● **WRITTEN TASK**
Convert the rows between the line holding "Query: t-shirt sleeve" and the line holding "97 136 L 89", inclusive, into a two-column CSV with the headers input and output. Each row becomes one CSV record, with its text and its answer each in a single quoted field and every line break replaced by a space.

● **LISTED RECORDS**
## start
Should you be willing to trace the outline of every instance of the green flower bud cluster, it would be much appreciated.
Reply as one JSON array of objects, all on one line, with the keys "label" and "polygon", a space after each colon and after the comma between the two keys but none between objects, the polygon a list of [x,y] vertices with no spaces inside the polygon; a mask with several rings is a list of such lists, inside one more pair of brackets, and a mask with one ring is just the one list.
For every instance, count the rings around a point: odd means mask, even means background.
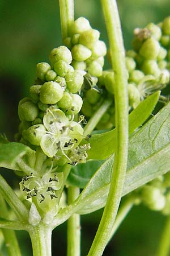
[{"label": "green flower bud cluster", "polygon": [[170,172],[143,186],[138,191],[142,202],[150,209],[170,214]]},{"label": "green flower bud cluster", "polygon": [[107,53],[105,44],[99,37],[98,30],[92,28],[87,19],[80,17],[71,25],[70,36],[64,40],[71,50],[74,68],[95,77],[101,75]]},{"label": "green flower bud cluster", "polygon": [[22,178],[20,189],[40,212],[46,213],[57,207],[57,191],[62,185],[63,176],[62,172],[48,173],[41,177],[31,174]]},{"label": "green flower bud cluster", "polygon": [[[73,121],[82,108],[78,94],[84,82],[83,74],[70,65],[71,51],[64,46],[53,49],[50,65],[37,65],[36,84],[31,86],[30,97],[19,104],[21,121],[16,139],[33,149],[40,147],[48,158],[58,165],[77,163],[68,155],[83,138],[80,122]],[[84,153],[85,154],[85,153]]]}]

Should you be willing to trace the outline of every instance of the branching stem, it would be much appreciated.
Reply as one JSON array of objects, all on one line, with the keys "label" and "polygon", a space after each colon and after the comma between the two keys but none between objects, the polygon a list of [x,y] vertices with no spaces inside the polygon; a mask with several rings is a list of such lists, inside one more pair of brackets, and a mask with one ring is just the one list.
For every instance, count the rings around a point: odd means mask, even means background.
[{"label": "branching stem", "polygon": [[116,150],[110,191],[88,256],[101,256],[110,237],[124,186],[128,158],[128,111],[125,50],[116,0],[101,0],[114,72]]}]

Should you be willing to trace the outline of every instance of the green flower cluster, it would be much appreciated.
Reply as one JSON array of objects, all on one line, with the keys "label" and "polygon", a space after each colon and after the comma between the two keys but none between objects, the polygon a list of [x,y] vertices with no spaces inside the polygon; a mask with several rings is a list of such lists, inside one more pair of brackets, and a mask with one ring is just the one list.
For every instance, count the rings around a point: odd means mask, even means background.
[{"label": "green flower cluster", "polygon": [[94,77],[101,75],[107,53],[105,44],[99,37],[98,30],[92,28],[87,19],[80,17],[71,25],[70,37],[64,40],[64,44],[71,51],[74,68]]},{"label": "green flower cluster", "polygon": [[[135,29],[133,46],[133,49],[128,51],[125,57],[129,110],[135,109],[148,95],[162,90],[169,83],[170,17],[158,25],[150,23],[144,28]],[[114,97],[114,72],[103,71],[97,84],[103,93],[90,89],[84,97],[82,112],[87,119],[104,98]],[[114,125],[114,109],[112,106],[96,129],[109,129]]]},{"label": "green flower cluster", "polygon": [[18,141],[34,149],[40,147],[48,157],[58,159],[58,165],[86,162],[85,150],[79,159],[73,156],[83,138],[83,117],[73,121],[83,104],[78,92],[83,75],[70,65],[71,52],[66,46],[53,49],[49,60],[50,65],[37,64],[36,84],[30,88],[30,97],[19,102]]},{"label": "green flower cluster", "polygon": [[170,174],[167,172],[138,191],[141,201],[151,210],[170,214]]}]

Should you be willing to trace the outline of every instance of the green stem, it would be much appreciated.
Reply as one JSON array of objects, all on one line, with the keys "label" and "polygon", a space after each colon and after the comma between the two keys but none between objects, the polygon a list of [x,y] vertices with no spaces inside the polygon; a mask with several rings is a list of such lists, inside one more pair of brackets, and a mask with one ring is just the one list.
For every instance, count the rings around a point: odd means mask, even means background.
[{"label": "green stem", "polygon": [[167,217],[163,230],[157,256],[168,256],[170,250],[170,216]]},{"label": "green stem", "polygon": [[125,50],[115,0],[101,0],[114,71],[116,148],[110,191],[88,256],[101,256],[110,237],[121,198],[128,158],[128,111]]},{"label": "green stem", "polygon": [[74,0],[59,0],[62,37],[63,40],[70,35],[74,19]]},{"label": "green stem", "polygon": [[118,227],[120,226],[121,224],[126,218],[126,216],[132,208],[134,205],[134,198],[128,198],[125,202],[124,202],[120,209],[118,210],[108,242],[109,242],[110,240],[112,238]]},{"label": "green stem", "polygon": [[[79,196],[80,189],[75,187],[68,188],[68,204],[71,204]],[[67,222],[67,256],[80,255],[80,218],[73,214]]]},{"label": "green stem", "polygon": [[91,132],[94,130],[102,116],[105,113],[108,108],[113,102],[113,100],[111,99],[105,100],[103,104],[100,106],[99,109],[95,113],[94,115],[88,121],[87,124],[84,128],[84,136],[87,134],[90,134]]},{"label": "green stem", "polygon": [[32,242],[33,256],[52,256],[52,229],[41,224],[28,230]]},{"label": "green stem", "polygon": [[[9,213],[5,201],[1,195],[0,205],[1,217],[7,218],[8,216]],[[2,229],[2,232],[8,256],[15,256],[16,255],[21,256],[21,253],[15,232],[14,230],[9,230],[5,229]]]},{"label": "green stem", "polygon": [[28,210],[1,175],[0,193],[14,210],[18,219],[22,221],[27,221],[28,218]]}]

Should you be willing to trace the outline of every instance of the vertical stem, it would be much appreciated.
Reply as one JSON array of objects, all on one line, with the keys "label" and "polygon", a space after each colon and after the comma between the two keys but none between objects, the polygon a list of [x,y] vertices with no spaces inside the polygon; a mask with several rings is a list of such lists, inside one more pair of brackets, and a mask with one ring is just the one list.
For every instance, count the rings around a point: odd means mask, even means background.
[{"label": "vertical stem", "polygon": [[[6,207],[6,203],[1,195],[0,195],[0,216],[1,217],[6,218],[8,217],[8,212]],[[6,246],[8,256],[21,256],[21,253],[19,247],[18,240],[15,236],[15,231],[12,230],[7,230],[2,229],[2,232],[5,240],[5,243]]]},{"label": "vertical stem", "polygon": [[115,222],[112,228],[111,234],[108,242],[112,238],[113,236],[116,232],[117,229],[118,228],[122,222],[124,221],[124,220],[126,217],[127,214],[129,213],[129,212],[132,208],[134,205],[134,198],[128,198],[124,203],[124,204],[121,207],[120,209],[118,210]]},{"label": "vertical stem", "polygon": [[101,256],[109,239],[121,197],[128,158],[128,81],[120,22],[116,0],[101,2],[114,72],[116,147],[108,200],[88,256]]},{"label": "vertical stem", "polygon": [[74,0],[59,0],[60,20],[62,40],[70,34],[70,29],[74,22]]},{"label": "vertical stem", "polygon": [[164,227],[157,256],[168,256],[170,250],[170,216],[167,218]]},{"label": "vertical stem", "polygon": [[52,229],[44,225],[28,230],[31,237],[33,256],[52,256]]},{"label": "vertical stem", "polygon": [[[71,204],[80,193],[80,189],[75,187],[68,188],[68,204]],[[67,256],[80,255],[80,218],[73,214],[67,222]]]}]

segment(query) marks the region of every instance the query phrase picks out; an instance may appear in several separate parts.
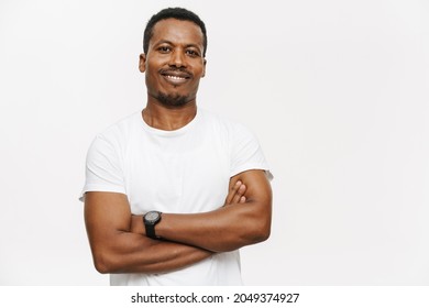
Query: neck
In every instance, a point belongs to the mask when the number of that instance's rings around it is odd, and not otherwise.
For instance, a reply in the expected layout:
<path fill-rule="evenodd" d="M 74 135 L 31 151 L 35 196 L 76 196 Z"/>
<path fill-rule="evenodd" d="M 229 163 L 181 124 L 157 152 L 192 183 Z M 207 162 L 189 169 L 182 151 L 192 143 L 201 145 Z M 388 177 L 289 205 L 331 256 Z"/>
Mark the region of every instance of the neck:
<path fill-rule="evenodd" d="M 163 131 L 182 129 L 193 121 L 196 114 L 197 105 L 195 101 L 179 108 L 167 108 L 148 101 L 142 111 L 143 121 L 147 125 Z"/>

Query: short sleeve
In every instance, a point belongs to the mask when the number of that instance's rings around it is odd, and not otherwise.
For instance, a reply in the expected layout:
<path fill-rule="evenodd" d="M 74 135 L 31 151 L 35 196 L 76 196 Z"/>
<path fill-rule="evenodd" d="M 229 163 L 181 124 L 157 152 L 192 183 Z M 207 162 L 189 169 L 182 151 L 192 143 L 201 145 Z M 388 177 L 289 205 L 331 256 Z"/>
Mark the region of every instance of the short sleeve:
<path fill-rule="evenodd" d="M 262 169 L 266 172 L 270 179 L 273 178 L 260 143 L 252 132 L 238 124 L 234 127 L 230 142 L 231 177 L 245 170 Z"/>
<path fill-rule="evenodd" d="M 120 148 L 102 135 L 97 136 L 87 154 L 86 182 L 80 195 L 84 201 L 87 191 L 111 191 L 125 194 Z"/>

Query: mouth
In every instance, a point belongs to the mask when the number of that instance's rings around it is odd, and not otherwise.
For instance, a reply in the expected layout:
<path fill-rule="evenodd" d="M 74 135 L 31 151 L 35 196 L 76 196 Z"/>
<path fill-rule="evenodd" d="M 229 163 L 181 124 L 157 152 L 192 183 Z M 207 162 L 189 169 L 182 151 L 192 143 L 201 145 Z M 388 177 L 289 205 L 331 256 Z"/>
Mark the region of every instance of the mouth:
<path fill-rule="evenodd" d="M 183 70 L 162 70 L 161 75 L 172 85 L 182 85 L 190 79 L 191 75 Z"/>

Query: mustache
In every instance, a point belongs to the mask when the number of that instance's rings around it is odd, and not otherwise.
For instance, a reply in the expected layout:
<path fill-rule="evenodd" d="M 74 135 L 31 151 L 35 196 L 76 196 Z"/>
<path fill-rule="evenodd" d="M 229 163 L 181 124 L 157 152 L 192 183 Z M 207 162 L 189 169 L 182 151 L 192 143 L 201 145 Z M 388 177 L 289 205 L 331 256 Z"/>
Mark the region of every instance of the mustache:
<path fill-rule="evenodd" d="M 186 68 L 162 68 L 160 69 L 160 74 L 162 75 L 186 75 L 186 77 L 193 76 L 193 73 L 187 70 Z"/>

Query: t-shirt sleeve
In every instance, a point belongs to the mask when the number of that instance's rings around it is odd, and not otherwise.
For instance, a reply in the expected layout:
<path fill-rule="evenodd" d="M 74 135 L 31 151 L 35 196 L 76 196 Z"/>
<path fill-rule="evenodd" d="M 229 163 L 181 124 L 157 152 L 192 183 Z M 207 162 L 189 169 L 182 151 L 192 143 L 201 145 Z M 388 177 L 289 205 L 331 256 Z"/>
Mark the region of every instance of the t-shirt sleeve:
<path fill-rule="evenodd" d="M 256 136 L 245 127 L 237 125 L 234 128 L 230 148 L 231 177 L 245 170 L 262 169 L 266 172 L 270 179 L 273 178 Z"/>
<path fill-rule="evenodd" d="M 97 136 L 89 146 L 85 174 L 86 182 L 79 198 L 81 201 L 87 191 L 125 194 L 120 148 L 102 135 Z"/>

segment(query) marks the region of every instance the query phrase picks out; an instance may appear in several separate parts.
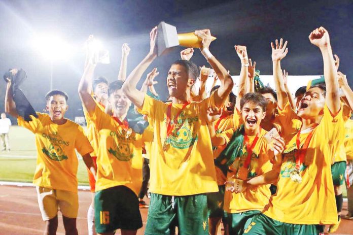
## end
● **EXERCISE ANSWER**
input,output
"Query: t-shirt sleeve In every instance, a point belongs to the mask when the number of that instance's rings around it is odd, and not otherwise. For instance, a reply in the expected layout: <path fill-rule=""evenodd"" d=""M 74 135 L 31 151 L 35 196 L 76 196 Z""/> <path fill-rule=""evenodd"" d=""M 229 163 L 181 124 L 157 152 L 192 183 Z M 207 162 L 189 169 L 182 151 L 192 143 L 201 145 Z M 388 177 L 289 205 L 331 256 Z""/> Mark the region of every instance of the t-shirt sleeve:","<path fill-rule=""evenodd"" d=""M 256 136 L 245 127 L 237 125 L 234 128 L 230 148 L 231 177 L 245 170 L 262 169 L 266 172 L 270 179 L 273 178 Z""/> <path fill-rule=""evenodd"" d=""M 97 136 L 89 146 L 85 174 L 86 182 L 79 198 L 81 201 L 87 191 L 125 194 L 120 148 L 102 135 Z""/>"